EXPLORE THE MATERIAL »
[1] Reproduce the portion of the PCOS study summary between "The proposed research" and "adiposity or IR.", inclusive, word for word.
[2] Please list the three features that the PCOS study summary says characterize Polycystic Ovary Syndrome.
[3] Pick up the PCOS study summary after its final sentence and write what comes next.

++++ TEXT SEGMENT ++++

Polycystic Ovary Syndrome (PCOS) is characterized by hyperandrogenism, ovulatory dysfunction and polycystic ovaries. Insulin resistance (IR) is a common feature of PCOS, and the resultant hyperinsulinemia is theorized to promote hyperandrogenism in the disorder. However, 30-50% of women with PCOS who are lean do not have insulin resistance. Women with PCOS also exhibit chronic low-grade inflammation. In PCOS, glucose ingestion activates nuclear factor ĸB (NFĸB), the cardinal signal of inflammation culminating in upregulation of the inflammation pathway within mononuclear cells (MNC). This phenomenon is independent of excess adiposity and is highly correlated with circulating androgens. In addition, in vitro exposure to proinflammatory stimuli is capable of directly stimulating ovarian theca cell androgen production. Nonacetylated salicylates suppress NFĸB activation and are well tolerated in humans.
The proposed research is a randomized double-blind placebo-controlled study of 90 women with PCOS. Forty-five subjects with PCOS (15 lean without IR), 15 lean with IR and 15 obese) receiving salsalate, a nonacetylated salicylate, at an oral dose of 3-4 gm daily for 12 weeks will be compared with 45 age- and body-composition-matched control women with PCOS receiving placebo. The overarching hypothesis is that inflammation contributes to ovarian dysfunction, independent of excess adiposity or IR.

++++ DATASET EXCERPTS ++++

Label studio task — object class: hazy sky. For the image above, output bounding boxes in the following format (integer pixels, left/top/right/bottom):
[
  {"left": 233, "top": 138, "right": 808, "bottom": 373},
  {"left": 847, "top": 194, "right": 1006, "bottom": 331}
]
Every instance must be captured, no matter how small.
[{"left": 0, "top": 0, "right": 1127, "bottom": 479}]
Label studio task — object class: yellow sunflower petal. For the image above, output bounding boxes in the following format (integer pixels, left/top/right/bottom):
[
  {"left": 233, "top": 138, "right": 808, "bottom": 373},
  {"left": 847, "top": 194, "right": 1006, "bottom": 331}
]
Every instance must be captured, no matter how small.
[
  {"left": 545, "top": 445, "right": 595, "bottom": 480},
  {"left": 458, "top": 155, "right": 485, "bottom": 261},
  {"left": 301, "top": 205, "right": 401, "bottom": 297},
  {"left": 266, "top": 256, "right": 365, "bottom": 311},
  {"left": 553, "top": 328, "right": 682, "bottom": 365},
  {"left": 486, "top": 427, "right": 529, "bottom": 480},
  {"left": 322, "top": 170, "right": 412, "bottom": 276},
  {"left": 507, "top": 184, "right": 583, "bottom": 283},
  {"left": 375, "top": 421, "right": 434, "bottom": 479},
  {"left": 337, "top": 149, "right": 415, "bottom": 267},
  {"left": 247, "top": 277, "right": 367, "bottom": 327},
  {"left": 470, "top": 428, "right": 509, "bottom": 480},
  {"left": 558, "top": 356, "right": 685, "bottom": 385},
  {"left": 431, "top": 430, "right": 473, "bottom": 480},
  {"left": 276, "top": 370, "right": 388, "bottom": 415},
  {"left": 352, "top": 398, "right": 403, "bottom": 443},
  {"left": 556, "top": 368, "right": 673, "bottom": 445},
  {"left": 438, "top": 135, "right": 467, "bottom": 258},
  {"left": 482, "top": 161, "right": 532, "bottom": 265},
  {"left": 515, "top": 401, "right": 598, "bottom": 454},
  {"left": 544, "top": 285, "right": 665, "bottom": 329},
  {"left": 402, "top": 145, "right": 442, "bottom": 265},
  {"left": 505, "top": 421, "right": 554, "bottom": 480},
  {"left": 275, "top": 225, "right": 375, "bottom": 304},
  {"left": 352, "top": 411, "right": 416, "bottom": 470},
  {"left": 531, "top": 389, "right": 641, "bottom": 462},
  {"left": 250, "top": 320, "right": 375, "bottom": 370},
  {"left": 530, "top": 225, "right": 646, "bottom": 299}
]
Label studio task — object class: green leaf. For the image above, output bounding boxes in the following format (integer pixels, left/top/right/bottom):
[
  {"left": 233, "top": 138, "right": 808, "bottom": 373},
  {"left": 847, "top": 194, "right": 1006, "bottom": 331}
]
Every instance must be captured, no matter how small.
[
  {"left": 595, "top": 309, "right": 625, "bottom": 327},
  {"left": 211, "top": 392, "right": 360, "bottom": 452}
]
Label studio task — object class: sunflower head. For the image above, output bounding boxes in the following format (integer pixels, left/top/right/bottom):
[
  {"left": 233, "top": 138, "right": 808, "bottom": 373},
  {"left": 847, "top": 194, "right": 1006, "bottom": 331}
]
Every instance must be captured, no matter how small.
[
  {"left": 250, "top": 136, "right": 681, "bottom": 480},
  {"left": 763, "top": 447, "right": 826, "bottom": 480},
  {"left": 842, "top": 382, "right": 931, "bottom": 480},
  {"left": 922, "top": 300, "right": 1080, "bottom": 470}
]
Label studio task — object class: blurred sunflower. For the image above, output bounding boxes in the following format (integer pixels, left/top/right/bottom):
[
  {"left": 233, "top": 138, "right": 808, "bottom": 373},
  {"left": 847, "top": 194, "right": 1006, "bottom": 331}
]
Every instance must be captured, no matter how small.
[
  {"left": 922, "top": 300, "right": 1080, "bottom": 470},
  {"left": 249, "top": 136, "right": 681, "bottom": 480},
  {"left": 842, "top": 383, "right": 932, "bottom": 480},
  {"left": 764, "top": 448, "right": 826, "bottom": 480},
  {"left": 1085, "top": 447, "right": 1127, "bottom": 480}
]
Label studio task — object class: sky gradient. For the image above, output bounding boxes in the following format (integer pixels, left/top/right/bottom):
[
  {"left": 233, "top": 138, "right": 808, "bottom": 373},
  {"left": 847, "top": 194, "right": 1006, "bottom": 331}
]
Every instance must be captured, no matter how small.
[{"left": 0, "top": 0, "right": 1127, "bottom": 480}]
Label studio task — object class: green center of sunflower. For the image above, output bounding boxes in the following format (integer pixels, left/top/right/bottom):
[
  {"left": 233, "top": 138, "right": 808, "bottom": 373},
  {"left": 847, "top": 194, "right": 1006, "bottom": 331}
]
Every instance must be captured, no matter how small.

++++

ANSWERS TO THIS EXERCISE »
[1]
The proposed research is a randomized double-blind placebo-controlled study of 90 women with PCOS. Forty-five subjects with PCOS (15 lean without IR), 15 lean with IR and 15 obese) receiving salsalate, a nonacetylated salicylate, at an oral dose of 3-4 gm daily for 12 weeks will be compared with 45 age- and body-composition-matched control women with PCOS receiving placebo. The overarching hypothesis is that inflammation contributes to ovarian dysfunction, independent of excess adiposity or IR.

[2]
- Hyperandrogenism
- Ovulatory dysfunction
- Polycystic ovaries

[3]
The specific aims are, I: To examine the effect of salsalate administration on the ovarian capacity to secrete androgen and on insulin sensitivity in PCOS. II: To examine the effect of salsalate administration on the inflammatory response of mononuclear cells induced by lipid ingestion and glucose infusion in PCOS. The approach involves evaluation of ovarian androgen secretion in response to human chorionic gonadotropin (HCG) administration and insulin sensitivity during the euglycemic phase of a two-step pancreatic clamp along with ovulation monitoring before and after salsalate administration. The inflammatory response of MNC to lipid ingestion and the hyperglycemic phase of the two-step clamp will also be evaluated during treatment by measuring reactive oxygen species, the mRNA and protein content of inflammation markers, NFĸB activation and cytokine release in culture.
The investigators expect that women with PCOS receiving salsalate will exhibit decreased ovarian androgen secretion and reduced inflammation regardless of adiposity or IR status. These results will be significant if they show a causal contribution of inflammation to ovarian dysfunction in PCOS, thus improving our understanding of the pathogenesis of PCOS, opening previously unexplored therapeutic avenues that are not necessarily dependent on improving IR, and guiding the design of future studies aimed at determining what interventions will optimally attenuate inflammation in PCOS to reduce medical disease and enhance fertility.